**What is expected**
Write out every item below again, requests included, leaving out the pictures. Raise each coordinate in the answer boxes by 144, and leave the numbers in the requests and their sample format unchanged.

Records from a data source
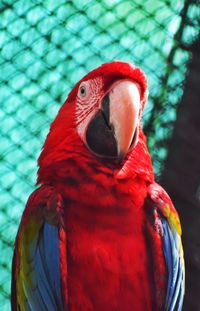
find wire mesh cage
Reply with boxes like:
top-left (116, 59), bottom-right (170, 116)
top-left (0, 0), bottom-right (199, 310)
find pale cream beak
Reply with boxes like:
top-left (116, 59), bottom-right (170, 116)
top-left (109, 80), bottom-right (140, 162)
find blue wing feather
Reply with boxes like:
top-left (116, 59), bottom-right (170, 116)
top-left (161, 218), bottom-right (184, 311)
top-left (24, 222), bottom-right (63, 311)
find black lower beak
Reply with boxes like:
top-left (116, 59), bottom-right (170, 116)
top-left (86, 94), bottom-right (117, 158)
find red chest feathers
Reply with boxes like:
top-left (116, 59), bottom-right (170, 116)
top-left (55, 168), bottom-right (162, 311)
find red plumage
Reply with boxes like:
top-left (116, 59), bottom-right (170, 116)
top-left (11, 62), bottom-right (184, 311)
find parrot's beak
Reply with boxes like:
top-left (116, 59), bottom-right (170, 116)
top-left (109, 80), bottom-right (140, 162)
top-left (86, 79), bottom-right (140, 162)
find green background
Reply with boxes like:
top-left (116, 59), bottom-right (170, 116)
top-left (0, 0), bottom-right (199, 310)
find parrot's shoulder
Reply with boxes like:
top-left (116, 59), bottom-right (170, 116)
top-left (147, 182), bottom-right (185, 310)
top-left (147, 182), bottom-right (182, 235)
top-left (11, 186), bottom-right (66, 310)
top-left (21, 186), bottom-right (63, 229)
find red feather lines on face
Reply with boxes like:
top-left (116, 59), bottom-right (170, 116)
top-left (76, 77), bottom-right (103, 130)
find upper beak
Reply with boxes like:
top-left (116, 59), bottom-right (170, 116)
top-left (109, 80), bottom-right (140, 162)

**The result**
find wire mesh cage
Reply with boxes like:
top-left (116, 59), bottom-right (170, 116)
top-left (144, 144), bottom-right (343, 454)
find pale cream beak
Reply with boxes like:
top-left (116, 59), bottom-right (170, 116)
top-left (253, 224), bottom-right (284, 306)
find blue wing feather
Reply with boxes like:
top-left (116, 59), bottom-right (170, 116)
top-left (305, 362), bottom-right (328, 455)
top-left (168, 366), bottom-right (207, 455)
find black lower beak
Reply with boxes like:
top-left (116, 59), bottom-right (170, 116)
top-left (230, 238), bottom-right (261, 302)
find red chest feathers
Reply with boxes like:
top-left (116, 59), bottom-right (170, 116)
top-left (199, 312), bottom-right (306, 455)
find red plumage
Reply with boxes like:
top-left (116, 59), bottom-right (170, 116)
top-left (155, 206), bottom-right (328, 455)
find parrot's beak
Reply with boxes like:
top-left (116, 59), bottom-right (170, 116)
top-left (253, 224), bottom-right (284, 306)
top-left (230, 223), bottom-right (284, 306)
find green background
Reply with boxes like:
top-left (116, 59), bottom-right (170, 116)
top-left (144, 144), bottom-right (343, 454)
find parrot's shoulder
Reply with boxes like:
top-left (116, 59), bottom-right (170, 116)
top-left (291, 326), bottom-right (329, 454)
top-left (291, 326), bottom-right (326, 379)
top-left (155, 330), bottom-right (210, 454)
top-left (165, 330), bottom-right (207, 373)
find red feather lines on face
Reply with boxes like:
top-left (116, 59), bottom-right (170, 116)
top-left (220, 221), bottom-right (247, 274)
find upper beak
Reply with boxes like:
top-left (116, 59), bottom-right (170, 116)
top-left (253, 224), bottom-right (284, 306)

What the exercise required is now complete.